[Exercise directions] Quote the data below in full, minus the images.

[Start]

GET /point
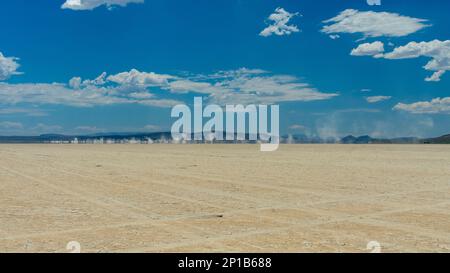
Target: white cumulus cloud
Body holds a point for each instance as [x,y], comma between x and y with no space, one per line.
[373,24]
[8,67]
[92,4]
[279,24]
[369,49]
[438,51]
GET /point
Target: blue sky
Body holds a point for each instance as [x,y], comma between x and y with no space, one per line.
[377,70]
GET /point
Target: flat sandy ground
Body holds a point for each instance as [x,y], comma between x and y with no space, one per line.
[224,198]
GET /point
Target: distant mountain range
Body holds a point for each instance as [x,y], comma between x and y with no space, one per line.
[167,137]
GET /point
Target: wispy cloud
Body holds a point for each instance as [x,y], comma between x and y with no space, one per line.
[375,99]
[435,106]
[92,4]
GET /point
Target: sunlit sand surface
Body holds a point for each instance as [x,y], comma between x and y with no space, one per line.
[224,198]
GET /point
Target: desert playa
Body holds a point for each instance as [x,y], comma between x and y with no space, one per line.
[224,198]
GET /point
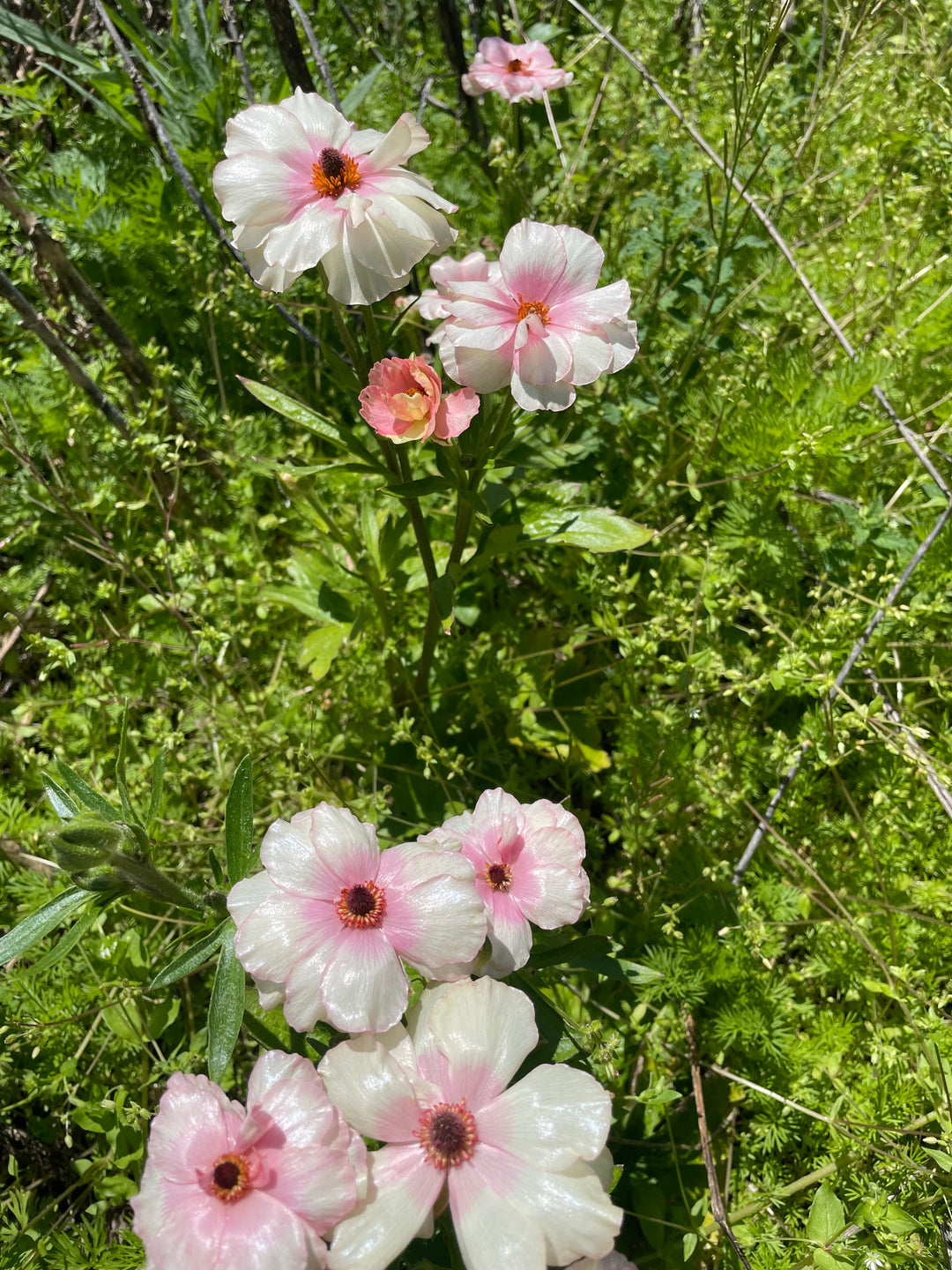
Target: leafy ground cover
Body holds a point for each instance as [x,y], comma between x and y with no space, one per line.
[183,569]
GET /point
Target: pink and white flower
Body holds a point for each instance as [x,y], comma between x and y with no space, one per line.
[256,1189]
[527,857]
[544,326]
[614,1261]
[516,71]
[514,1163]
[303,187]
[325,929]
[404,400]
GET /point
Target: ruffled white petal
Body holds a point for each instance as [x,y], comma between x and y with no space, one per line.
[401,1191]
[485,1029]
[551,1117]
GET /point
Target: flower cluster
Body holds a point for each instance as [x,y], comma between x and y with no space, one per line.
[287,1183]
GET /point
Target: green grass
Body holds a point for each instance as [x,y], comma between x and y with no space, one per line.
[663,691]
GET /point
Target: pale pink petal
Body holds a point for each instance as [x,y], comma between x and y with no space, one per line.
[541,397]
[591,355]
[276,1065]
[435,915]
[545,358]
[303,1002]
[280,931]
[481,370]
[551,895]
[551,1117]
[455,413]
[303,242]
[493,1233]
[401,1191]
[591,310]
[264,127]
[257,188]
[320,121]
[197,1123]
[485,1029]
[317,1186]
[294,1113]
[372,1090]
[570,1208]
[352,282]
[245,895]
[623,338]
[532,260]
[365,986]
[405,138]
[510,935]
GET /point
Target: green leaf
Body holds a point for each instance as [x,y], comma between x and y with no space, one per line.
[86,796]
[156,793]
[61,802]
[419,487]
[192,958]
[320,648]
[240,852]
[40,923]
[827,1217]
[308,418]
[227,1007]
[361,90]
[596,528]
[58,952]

[End]

[Answer in full]
GET /point
Target: white cumulus cloud
Body holds a point for each instance as [x,y], comma between x and y with no space, one per line.
[373,24]
[8,67]
[92,4]
[279,24]
[369,49]
[438,51]
GET /point
Target: blue sky
Body holds a point for each instance as [x,y], comma between x and y with no space, one per line.
[377,70]
GET /point
Target: flat sandy ground
Body holds a point for each instance as [x,y], comma between x and y with no space, one per line.
[224,198]
GET /point
Target: distant mountain range
Body holds a point for each instance as [x,y], comma between x and y with no space, one per line.
[167,137]
GET /point
Target: wispy cloud
Body holds a point for each instance as [x,y], comma between x and y with no space, one per line.
[375,99]
[435,106]
[92,4]
GET /point
Target: sunlit sand surface
Body holds a point for each instance as [x,y], comma between x and y with no space, one per line.
[224,198]
GET /point
Target: desert playa
Body holds a point for each instance as [x,y], comma between x and y with no space, one per line.
[224,198]
GET /point
Target: leafy ground cover
Body holds a point for each instance as [x,y], comma between x and y with no space, one per line.
[183,569]
GET /point
Target: pink and white flower
Body holds a point for each instance as [x,y], comma between x and y with no space, one per line.
[256,1189]
[527,857]
[544,326]
[614,1261]
[516,71]
[514,1163]
[303,187]
[325,929]
[404,400]
GET /point
Target: ruffled white petal
Body holds a point for each instance as [x,y], comma between x and y with no space, one per line.
[401,1191]
[485,1029]
[551,1117]
GET /point
Target: flower cluster
Body holds a point for each instance as [x,y], comma between x and y with no space, one per line.
[287,1183]
GET /point
Target: green grass
Body holds a point for each instance as [x,y], comma between x and y with no space, one per line.
[663,691]
GET /point
Target: pale pink petal
Body holds a point for each instance as [x,y], comma between x and y with no space, one per line.
[541,397]
[591,355]
[276,1065]
[435,915]
[545,358]
[303,1002]
[280,931]
[481,370]
[551,895]
[551,1117]
[455,413]
[303,242]
[493,1233]
[401,1191]
[591,310]
[264,127]
[257,188]
[320,121]
[197,1123]
[485,1029]
[317,1186]
[294,1113]
[372,1090]
[570,1208]
[352,282]
[245,895]
[623,338]
[532,260]
[365,986]
[405,138]
[510,935]
GET /point
Target: green leaf
Body holds a point for each instance as [x,y], comma between x and y with no space, one per line.
[86,796]
[156,793]
[61,802]
[419,487]
[192,958]
[320,648]
[240,852]
[40,923]
[827,1217]
[308,418]
[227,1007]
[361,90]
[596,528]
[58,952]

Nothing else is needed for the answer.